- **Instruções da tarefa**:
Edite o texto sobre Francisca Franco da Rocha, começando em "Sua família era" e seguindo até "regional e nacional.", e troque "Juquery" por "Juqueri".

- **Texto em estudo**:
════

Filha do médico psiquiatra Francisco Franco da Rocha e de Leopoldina Lorena Ferreira Franco da Rocha há pouca informação sobre a vida pessoal da arquiteta formada pela Escola de Belas Artes de São Paulo, Francisca Franco da Rocha.
Sua família era influente e com recursos. Em 1898, seus pais se mudaram para o município de Juquery, atualmente, Franco da Rocha, região metropolitana de São Paulo, onde o médico inaugurou e administrou por anos o Hospital Psiquiátrico de Juquery, considerado o maior complexo de hospitais psiquiátricos da América Latina.
A partir da história de seu pai, que era muito conhecido, sabe-se um pouco mais sobre a arquiteta que teve cinco irmãos, todos nascidos em Juquery, cidade que em 1940, teria seu nome mudado para Franco da Rocha em homenagem ao pai da arquiteta tamanha importância do médico no cenário regional e nacional.

════

- **Conteúdo do conjunto**:
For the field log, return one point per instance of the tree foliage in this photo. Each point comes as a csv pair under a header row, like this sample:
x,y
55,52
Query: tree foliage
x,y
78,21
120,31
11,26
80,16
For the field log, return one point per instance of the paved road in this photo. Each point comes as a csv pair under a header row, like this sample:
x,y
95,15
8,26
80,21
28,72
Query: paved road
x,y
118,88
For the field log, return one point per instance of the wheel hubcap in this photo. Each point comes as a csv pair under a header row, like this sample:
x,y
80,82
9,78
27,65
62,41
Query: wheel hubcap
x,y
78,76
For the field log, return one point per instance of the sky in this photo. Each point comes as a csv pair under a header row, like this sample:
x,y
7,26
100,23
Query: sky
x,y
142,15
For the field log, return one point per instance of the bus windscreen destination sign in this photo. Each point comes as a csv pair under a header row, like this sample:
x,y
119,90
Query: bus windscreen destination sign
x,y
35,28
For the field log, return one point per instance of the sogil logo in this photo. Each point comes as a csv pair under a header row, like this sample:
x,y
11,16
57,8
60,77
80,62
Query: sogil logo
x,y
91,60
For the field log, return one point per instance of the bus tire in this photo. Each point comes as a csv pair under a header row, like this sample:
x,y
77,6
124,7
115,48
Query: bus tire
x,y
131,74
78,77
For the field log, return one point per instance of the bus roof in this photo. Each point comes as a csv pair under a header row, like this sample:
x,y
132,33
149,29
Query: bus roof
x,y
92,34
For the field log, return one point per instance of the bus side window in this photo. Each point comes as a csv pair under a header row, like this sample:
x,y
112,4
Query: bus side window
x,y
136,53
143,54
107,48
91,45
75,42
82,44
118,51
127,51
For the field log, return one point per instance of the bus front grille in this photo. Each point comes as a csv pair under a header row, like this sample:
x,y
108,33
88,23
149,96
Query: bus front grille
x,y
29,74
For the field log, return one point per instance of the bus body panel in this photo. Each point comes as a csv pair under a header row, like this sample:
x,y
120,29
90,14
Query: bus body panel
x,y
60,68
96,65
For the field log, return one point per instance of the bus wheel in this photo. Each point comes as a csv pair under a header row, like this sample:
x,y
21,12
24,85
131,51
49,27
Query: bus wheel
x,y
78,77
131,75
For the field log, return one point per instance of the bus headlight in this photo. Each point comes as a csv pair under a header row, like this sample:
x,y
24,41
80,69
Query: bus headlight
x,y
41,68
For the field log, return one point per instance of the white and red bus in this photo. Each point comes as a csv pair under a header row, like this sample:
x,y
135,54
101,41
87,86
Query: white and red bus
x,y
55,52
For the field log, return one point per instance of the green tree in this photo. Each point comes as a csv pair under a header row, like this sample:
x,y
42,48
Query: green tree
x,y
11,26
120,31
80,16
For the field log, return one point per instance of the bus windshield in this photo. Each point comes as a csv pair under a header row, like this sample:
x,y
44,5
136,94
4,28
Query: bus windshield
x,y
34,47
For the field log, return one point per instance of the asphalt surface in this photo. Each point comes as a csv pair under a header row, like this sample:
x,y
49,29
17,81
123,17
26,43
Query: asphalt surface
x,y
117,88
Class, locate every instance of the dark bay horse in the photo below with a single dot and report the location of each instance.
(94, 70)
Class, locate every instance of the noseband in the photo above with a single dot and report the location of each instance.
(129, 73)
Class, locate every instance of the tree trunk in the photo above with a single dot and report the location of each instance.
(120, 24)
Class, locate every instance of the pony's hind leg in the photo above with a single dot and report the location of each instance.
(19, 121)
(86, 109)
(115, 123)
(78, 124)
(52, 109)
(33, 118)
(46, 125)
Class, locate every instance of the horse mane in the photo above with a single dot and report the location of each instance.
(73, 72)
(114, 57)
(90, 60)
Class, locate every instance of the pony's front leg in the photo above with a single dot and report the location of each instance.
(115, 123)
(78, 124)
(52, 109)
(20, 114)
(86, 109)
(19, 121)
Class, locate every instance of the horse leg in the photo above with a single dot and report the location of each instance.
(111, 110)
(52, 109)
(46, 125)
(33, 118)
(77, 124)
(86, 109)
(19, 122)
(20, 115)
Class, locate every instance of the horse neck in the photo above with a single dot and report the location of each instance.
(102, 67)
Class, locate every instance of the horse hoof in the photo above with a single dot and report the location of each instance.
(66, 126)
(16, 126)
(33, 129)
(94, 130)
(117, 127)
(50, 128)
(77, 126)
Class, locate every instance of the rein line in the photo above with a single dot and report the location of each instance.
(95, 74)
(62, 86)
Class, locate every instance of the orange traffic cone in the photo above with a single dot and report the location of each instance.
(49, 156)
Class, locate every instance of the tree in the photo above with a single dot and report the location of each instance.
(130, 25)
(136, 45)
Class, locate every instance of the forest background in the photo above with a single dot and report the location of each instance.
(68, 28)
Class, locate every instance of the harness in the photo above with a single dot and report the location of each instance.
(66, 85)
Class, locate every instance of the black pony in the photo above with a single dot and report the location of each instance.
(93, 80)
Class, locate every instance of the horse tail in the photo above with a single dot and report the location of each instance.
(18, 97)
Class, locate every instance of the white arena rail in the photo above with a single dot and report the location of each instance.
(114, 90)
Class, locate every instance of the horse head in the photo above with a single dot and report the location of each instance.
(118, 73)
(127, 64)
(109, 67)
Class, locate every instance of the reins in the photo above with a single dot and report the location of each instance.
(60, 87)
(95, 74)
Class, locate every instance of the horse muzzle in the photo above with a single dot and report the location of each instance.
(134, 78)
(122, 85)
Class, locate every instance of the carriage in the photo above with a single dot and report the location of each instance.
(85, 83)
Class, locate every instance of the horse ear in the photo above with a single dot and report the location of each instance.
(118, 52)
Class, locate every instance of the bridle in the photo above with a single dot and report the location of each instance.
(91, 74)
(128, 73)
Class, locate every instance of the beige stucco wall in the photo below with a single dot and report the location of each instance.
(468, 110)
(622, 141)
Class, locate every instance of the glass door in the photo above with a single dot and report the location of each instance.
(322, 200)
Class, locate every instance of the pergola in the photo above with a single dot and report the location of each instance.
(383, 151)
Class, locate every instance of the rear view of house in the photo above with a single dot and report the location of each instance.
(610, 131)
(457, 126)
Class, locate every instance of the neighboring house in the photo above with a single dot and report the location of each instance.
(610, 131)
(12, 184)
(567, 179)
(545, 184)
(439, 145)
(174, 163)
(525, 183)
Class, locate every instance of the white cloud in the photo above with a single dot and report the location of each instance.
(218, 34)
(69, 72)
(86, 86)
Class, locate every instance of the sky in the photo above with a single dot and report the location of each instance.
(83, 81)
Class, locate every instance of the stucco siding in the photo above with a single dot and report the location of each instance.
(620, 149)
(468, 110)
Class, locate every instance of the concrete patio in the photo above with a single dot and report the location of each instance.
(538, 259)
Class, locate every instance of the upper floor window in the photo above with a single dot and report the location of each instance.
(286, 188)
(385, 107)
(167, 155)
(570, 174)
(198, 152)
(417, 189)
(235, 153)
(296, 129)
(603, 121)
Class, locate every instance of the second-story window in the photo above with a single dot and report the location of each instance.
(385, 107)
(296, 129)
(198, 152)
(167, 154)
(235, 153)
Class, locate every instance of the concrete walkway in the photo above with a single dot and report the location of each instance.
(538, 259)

════

- **Resultado do exercício**:
Sua família era influente e com recursos. Em 1898, seus pais se mudaram para o município de Juqueri, atualmente, Franco da Rocha, região metropolitana de São Paulo, onde o médico inaugurou e administrou por anos o Hospital Psiquiátrico de Juqueri, considerado o maior complexo de hospitais psiquiátricos da América Latina.
A partir da história de seu pai, que era muito conhecido, sabe-se um pouco mais sobre a arquiteta que teve cinco irmãos, todos nascidos em Juqueri, cidade que em 1940, teria seu nome mudado para Franco da Rocha em homenagem ao pai da arquiteta tamanha importância do médico no cenário regional e nacional.